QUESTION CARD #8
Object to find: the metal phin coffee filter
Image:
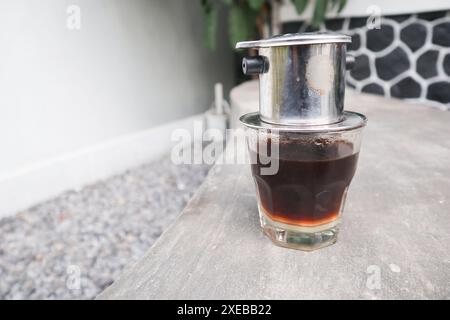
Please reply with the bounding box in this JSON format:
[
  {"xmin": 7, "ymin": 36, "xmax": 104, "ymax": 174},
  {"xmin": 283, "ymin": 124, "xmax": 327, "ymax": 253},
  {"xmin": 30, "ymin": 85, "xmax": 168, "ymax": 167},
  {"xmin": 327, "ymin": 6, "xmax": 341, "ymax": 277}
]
[
  {"xmin": 236, "ymin": 32, "xmax": 365, "ymax": 131},
  {"xmin": 236, "ymin": 33, "xmax": 366, "ymax": 251}
]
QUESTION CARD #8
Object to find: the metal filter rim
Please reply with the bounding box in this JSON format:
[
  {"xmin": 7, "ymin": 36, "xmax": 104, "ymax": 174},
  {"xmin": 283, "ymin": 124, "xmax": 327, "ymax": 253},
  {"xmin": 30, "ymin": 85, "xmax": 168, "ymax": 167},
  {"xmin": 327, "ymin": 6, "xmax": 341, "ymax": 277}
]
[{"xmin": 239, "ymin": 111, "xmax": 367, "ymax": 133}]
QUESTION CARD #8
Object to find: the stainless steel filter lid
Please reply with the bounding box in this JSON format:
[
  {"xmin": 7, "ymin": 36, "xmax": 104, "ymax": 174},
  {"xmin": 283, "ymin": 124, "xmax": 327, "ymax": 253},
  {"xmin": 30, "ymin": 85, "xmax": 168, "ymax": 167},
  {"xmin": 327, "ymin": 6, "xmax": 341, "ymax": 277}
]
[
  {"xmin": 236, "ymin": 32, "xmax": 351, "ymax": 126},
  {"xmin": 236, "ymin": 32, "xmax": 352, "ymax": 49}
]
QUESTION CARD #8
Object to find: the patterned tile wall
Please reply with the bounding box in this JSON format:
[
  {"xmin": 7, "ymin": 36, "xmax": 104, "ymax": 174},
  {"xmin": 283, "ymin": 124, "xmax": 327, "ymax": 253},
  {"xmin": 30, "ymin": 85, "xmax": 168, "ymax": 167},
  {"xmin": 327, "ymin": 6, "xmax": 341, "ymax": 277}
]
[{"xmin": 283, "ymin": 11, "xmax": 450, "ymax": 110}]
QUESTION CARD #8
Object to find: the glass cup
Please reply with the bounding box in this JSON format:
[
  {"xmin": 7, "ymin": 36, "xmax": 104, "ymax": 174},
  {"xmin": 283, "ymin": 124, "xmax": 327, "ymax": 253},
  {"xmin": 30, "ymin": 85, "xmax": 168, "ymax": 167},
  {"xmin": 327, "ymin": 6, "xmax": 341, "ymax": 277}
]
[{"xmin": 246, "ymin": 126, "xmax": 363, "ymax": 251}]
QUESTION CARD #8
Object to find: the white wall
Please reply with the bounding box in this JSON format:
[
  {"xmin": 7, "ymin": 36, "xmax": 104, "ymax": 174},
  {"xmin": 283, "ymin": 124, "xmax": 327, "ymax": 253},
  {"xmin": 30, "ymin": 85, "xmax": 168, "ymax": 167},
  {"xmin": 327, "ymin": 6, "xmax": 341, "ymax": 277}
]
[{"xmin": 0, "ymin": 0, "xmax": 234, "ymax": 215}]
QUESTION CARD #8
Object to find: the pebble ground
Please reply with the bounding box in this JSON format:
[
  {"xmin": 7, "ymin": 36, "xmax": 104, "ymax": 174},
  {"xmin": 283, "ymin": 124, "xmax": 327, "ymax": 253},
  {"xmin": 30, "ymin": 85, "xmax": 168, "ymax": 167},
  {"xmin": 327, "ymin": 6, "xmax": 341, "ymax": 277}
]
[{"xmin": 0, "ymin": 156, "xmax": 209, "ymax": 299}]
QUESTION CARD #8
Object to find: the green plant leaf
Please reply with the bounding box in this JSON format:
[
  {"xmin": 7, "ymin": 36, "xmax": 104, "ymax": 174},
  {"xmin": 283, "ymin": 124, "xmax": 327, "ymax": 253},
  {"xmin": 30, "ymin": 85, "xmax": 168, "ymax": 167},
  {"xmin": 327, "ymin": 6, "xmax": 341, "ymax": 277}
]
[
  {"xmin": 312, "ymin": 0, "xmax": 328, "ymax": 28},
  {"xmin": 204, "ymin": 7, "xmax": 219, "ymax": 51},
  {"xmin": 291, "ymin": 0, "xmax": 309, "ymax": 14},
  {"xmin": 228, "ymin": 4, "xmax": 256, "ymax": 48},
  {"xmin": 248, "ymin": 0, "xmax": 266, "ymax": 11}
]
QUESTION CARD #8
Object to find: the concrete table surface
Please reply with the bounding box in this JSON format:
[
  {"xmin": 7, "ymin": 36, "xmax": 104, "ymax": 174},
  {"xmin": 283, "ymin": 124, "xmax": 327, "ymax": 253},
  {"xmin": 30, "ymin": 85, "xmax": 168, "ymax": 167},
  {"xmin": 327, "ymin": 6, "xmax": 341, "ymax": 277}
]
[{"xmin": 98, "ymin": 84, "xmax": 450, "ymax": 299}]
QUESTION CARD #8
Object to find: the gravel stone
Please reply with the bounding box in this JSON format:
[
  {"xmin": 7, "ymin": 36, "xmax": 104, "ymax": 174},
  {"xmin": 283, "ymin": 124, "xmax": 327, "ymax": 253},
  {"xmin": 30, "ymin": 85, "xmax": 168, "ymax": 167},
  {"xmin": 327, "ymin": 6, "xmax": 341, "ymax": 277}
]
[{"xmin": 0, "ymin": 156, "xmax": 210, "ymax": 299}]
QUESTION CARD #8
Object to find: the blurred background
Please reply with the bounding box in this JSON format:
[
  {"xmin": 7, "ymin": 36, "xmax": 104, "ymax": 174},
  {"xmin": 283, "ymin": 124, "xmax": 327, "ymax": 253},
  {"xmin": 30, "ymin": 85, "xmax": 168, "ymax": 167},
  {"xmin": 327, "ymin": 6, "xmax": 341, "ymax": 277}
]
[{"xmin": 0, "ymin": 0, "xmax": 450, "ymax": 299}]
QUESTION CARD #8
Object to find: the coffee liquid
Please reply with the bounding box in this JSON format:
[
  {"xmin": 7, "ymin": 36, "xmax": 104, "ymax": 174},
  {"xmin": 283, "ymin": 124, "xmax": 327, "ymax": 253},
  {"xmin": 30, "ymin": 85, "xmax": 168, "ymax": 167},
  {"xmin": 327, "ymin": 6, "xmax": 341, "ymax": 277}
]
[{"xmin": 250, "ymin": 139, "xmax": 358, "ymax": 226}]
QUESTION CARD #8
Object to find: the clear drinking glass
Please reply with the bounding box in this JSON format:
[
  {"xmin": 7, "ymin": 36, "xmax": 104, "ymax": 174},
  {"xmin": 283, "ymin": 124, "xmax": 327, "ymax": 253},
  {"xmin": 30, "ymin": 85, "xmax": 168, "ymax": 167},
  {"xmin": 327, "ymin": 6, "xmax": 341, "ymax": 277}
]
[{"xmin": 247, "ymin": 126, "xmax": 363, "ymax": 250}]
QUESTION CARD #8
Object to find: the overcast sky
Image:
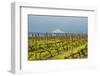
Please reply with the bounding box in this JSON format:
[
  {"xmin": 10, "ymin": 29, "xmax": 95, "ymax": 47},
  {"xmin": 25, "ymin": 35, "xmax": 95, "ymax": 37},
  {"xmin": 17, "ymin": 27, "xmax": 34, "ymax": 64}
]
[{"xmin": 28, "ymin": 15, "xmax": 88, "ymax": 33}]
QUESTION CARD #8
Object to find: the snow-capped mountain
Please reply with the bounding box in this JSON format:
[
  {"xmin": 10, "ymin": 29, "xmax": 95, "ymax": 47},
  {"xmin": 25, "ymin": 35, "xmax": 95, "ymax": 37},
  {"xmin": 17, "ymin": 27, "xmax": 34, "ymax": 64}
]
[{"xmin": 52, "ymin": 29, "xmax": 64, "ymax": 33}]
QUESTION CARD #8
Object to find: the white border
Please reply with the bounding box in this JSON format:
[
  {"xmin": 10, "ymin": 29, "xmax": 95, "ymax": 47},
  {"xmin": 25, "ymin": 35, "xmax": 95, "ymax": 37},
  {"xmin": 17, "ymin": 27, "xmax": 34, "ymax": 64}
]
[{"xmin": 11, "ymin": 3, "xmax": 96, "ymax": 73}]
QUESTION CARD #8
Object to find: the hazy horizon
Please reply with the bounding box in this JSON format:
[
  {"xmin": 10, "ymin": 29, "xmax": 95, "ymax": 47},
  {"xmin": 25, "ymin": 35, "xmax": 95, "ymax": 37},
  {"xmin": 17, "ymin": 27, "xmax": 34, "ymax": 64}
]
[{"xmin": 28, "ymin": 15, "xmax": 88, "ymax": 33}]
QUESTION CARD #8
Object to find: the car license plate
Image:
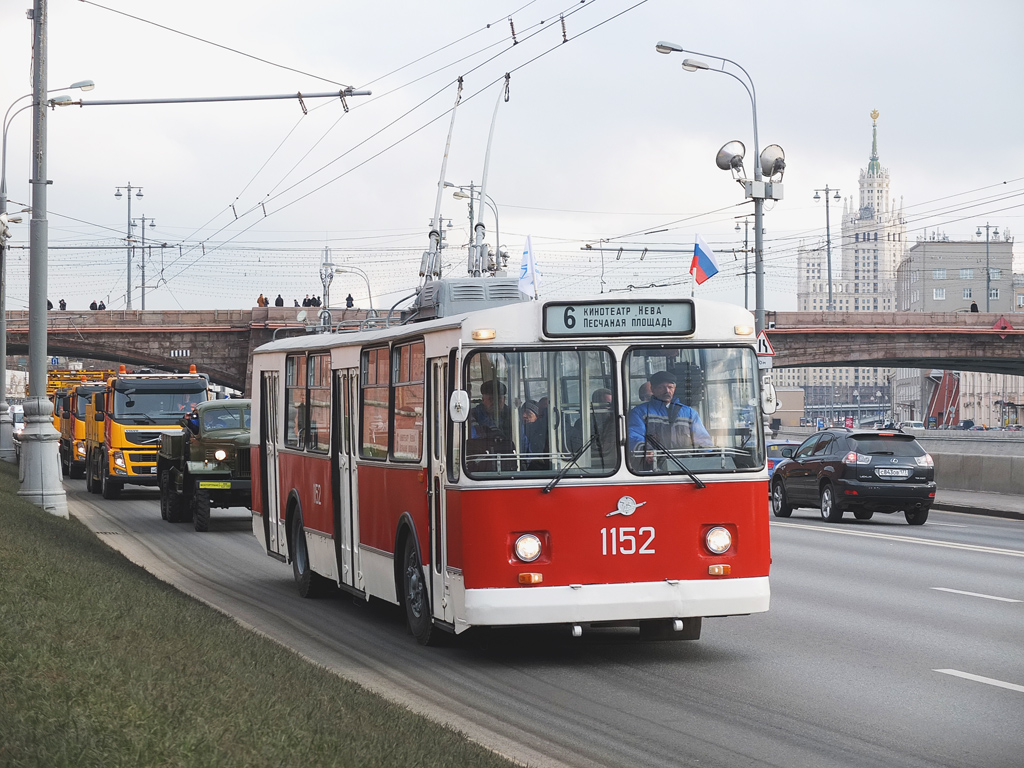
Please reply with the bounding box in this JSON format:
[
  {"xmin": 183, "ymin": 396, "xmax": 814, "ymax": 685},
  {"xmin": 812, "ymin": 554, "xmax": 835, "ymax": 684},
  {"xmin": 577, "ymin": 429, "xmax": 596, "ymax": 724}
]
[{"xmin": 874, "ymin": 467, "xmax": 910, "ymax": 477}]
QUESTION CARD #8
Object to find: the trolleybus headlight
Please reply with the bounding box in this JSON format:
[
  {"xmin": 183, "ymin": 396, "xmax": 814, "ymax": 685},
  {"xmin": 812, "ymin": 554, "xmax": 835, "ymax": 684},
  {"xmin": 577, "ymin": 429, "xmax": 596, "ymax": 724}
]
[
  {"xmin": 515, "ymin": 534, "xmax": 541, "ymax": 562},
  {"xmin": 705, "ymin": 525, "xmax": 732, "ymax": 555}
]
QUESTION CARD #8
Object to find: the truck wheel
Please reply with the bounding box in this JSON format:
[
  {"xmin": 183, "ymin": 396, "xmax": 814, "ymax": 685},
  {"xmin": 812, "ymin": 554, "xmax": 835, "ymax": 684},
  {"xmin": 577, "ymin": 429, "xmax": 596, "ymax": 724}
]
[
  {"xmin": 99, "ymin": 472, "xmax": 124, "ymax": 499},
  {"xmin": 291, "ymin": 509, "xmax": 327, "ymax": 598},
  {"xmin": 191, "ymin": 488, "xmax": 210, "ymax": 532},
  {"xmin": 160, "ymin": 469, "xmax": 184, "ymax": 522},
  {"xmin": 401, "ymin": 534, "xmax": 438, "ymax": 645}
]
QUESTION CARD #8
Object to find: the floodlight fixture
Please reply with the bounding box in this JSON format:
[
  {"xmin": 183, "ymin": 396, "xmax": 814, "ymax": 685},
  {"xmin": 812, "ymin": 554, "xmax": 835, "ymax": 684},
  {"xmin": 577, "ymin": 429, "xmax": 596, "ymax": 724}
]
[{"xmin": 760, "ymin": 144, "xmax": 786, "ymax": 181}]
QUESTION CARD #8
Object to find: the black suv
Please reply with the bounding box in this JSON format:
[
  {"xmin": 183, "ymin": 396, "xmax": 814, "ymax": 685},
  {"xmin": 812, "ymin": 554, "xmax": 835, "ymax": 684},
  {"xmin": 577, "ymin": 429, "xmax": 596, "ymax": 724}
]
[{"xmin": 771, "ymin": 428, "xmax": 935, "ymax": 525}]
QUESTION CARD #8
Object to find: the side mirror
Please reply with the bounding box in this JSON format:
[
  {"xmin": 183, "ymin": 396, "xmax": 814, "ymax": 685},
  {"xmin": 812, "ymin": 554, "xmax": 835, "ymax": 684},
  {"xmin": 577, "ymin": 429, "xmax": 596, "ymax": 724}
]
[
  {"xmin": 761, "ymin": 376, "xmax": 778, "ymax": 415},
  {"xmin": 449, "ymin": 389, "xmax": 469, "ymax": 424}
]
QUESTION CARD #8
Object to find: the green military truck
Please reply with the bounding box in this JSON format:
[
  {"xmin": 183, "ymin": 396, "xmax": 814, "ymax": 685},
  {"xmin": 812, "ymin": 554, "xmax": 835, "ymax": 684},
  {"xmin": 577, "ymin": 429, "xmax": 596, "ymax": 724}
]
[{"xmin": 157, "ymin": 399, "xmax": 252, "ymax": 530}]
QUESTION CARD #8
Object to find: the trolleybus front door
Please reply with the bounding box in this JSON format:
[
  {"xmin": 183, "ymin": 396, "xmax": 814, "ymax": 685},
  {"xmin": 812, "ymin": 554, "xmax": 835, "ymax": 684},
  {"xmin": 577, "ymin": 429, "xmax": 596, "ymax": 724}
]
[
  {"xmin": 331, "ymin": 368, "xmax": 362, "ymax": 591},
  {"xmin": 260, "ymin": 371, "xmax": 288, "ymax": 557},
  {"xmin": 429, "ymin": 357, "xmax": 455, "ymax": 623}
]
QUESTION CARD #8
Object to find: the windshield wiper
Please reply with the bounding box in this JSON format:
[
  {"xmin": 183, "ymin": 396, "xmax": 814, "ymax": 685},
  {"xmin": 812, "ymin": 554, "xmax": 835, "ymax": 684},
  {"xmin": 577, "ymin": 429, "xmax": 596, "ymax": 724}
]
[
  {"xmin": 544, "ymin": 432, "xmax": 597, "ymax": 494},
  {"xmin": 644, "ymin": 434, "xmax": 707, "ymax": 488}
]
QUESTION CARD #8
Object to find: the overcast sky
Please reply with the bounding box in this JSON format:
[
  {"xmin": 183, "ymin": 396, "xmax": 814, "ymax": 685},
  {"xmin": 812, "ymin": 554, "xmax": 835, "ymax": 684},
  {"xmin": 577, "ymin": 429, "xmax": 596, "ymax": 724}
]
[{"xmin": 0, "ymin": 0, "xmax": 1024, "ymax": 310}]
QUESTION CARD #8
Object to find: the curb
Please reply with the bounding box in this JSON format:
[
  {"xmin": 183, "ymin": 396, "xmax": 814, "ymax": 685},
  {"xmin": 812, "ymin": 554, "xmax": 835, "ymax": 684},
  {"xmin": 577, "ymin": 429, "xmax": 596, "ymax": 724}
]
[{"xmin": 932, "ymin": 502, "xmax": 1024, "ymax": 521}]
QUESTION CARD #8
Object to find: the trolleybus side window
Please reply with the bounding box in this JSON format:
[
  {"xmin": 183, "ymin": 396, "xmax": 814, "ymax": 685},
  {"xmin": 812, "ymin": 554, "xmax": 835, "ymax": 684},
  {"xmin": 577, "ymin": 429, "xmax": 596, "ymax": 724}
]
[
  {"xmin": 624, "ymin": 345, "xmax": 763, "ymax": 474},
  {"xmin": 285, "ymin": 354, "xmax": 306, "ymax": 450},
  {"xmin": 392, "ymin": 341, "xmax": 424, "ymax": 462},
  {"xmin": 359, "ymin": 347, "xmax": 391, "ymax": 459},
  {"xmin": 463, "ymin": 347, "xmax": 621, "ymax": 478},
  {"xmin": 306, "ymin": 354, "xmax": 331, "ymax": 454}
]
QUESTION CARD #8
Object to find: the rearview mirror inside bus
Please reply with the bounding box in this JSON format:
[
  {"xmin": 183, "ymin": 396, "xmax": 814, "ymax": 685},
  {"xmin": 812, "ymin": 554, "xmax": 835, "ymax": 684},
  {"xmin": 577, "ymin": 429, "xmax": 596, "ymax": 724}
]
[{"xmin": 449, "ymin": 389, "xmax": 469, "ymax": 424}]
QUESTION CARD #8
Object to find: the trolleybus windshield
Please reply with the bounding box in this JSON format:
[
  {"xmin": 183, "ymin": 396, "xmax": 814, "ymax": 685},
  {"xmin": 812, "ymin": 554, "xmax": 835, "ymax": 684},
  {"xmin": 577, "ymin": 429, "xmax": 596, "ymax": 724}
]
[
  {"xmin": 623, "ymin": 345, "xmax": 764, "ymax": 474},
  {"xmin": 463, "ymin": 346, "xmax": 621, "ymax": 478}
]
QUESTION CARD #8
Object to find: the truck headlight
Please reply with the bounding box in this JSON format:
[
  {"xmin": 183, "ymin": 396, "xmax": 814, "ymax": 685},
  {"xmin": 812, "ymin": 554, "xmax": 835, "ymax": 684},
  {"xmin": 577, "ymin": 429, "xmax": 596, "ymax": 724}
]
[{"xmin": 705, "ymin": 525, "xmax": 732, "ymax": 555}]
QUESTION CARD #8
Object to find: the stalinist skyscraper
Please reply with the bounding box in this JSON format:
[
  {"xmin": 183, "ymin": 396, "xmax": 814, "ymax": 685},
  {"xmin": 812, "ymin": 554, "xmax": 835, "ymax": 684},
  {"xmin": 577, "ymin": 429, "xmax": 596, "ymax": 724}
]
[{"xmin": 775, "ymin": 110, "xmax": 907, "ymax": 404}]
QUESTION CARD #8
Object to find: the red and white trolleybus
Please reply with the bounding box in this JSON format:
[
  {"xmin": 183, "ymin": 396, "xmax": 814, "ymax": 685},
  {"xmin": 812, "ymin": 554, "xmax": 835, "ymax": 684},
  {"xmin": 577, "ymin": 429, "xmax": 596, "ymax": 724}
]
[{"xmin": 252, "ymin": 279, "xmax": 770, "ymax": 643}]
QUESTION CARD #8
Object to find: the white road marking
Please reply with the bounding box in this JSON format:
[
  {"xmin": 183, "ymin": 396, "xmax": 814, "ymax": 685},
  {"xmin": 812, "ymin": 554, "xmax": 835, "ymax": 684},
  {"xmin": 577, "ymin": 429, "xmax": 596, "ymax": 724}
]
[
  {"xmin": 932, "ymin": 587, "xmax": 1024, "ymax": 603},
  {"xmin": 932, "ymin": 670, "xmax": 1024, "ymax": 693},
  {"xmin": 769, "ymin": 520, "xmax": 1024, "ymax": 557}
]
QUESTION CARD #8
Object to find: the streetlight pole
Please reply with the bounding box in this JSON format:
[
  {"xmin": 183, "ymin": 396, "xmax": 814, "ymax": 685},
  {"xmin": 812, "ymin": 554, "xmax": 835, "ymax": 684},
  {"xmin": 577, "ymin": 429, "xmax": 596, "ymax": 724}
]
[
  {"xmin": 655, "ymin": 41, "xmax": 785, "ymax": 333},
  {"xmin": 814, "ymin": 184, "xmax": 840, "ymax": 312},
  {"xmin": 17, "ymin": 0, "xmax": 68, "ymax": 517},
  {"xmin": 114, "ymin": 181, "xmax": 142, "ymax": 309},
  {"xmin": 975, "ymin": 222, "xmax": 999, "ymax": 312},
  {"xmin": 0, "ymin": 80, "xmax": 96, "ymax": 462},
  {"xmin": 128, "ymin": 214, "xmax": 157, "ymax": 309}
]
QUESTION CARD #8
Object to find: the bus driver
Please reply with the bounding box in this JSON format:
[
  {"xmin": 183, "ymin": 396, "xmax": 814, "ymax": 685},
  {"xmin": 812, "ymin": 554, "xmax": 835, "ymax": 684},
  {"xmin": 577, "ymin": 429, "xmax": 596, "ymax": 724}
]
[{"xmin": 629, "ymin": 371, "xmax": 714, "ymax": 469}]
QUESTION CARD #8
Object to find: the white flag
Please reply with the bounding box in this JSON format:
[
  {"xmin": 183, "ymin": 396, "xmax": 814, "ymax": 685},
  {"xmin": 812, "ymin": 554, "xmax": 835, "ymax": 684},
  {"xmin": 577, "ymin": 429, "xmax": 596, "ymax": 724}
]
[{"xmin": 519, "ymin": 234, "xmax": 541, "ymax": 299}]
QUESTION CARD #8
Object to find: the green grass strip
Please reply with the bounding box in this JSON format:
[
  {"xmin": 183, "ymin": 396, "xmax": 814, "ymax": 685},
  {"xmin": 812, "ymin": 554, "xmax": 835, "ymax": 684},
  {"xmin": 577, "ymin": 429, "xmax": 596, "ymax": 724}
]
[{"xmin": 0, "ymin": 463, "xmax": 512, "ymax": 768}]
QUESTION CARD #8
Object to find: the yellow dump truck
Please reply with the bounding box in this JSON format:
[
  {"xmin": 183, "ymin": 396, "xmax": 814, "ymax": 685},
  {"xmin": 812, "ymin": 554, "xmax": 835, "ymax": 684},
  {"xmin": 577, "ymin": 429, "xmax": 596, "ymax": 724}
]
[{"xmin": 85, "ymin": 366, "xmax": 210, "ymax": 499}]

**Requirements:** Pull out every line in the records above that contains the word "green", matching its case exactly.

**Right answer:**
Object to find: the green plant leaf
Object to find: the green military truck
Object to find: the green grass strip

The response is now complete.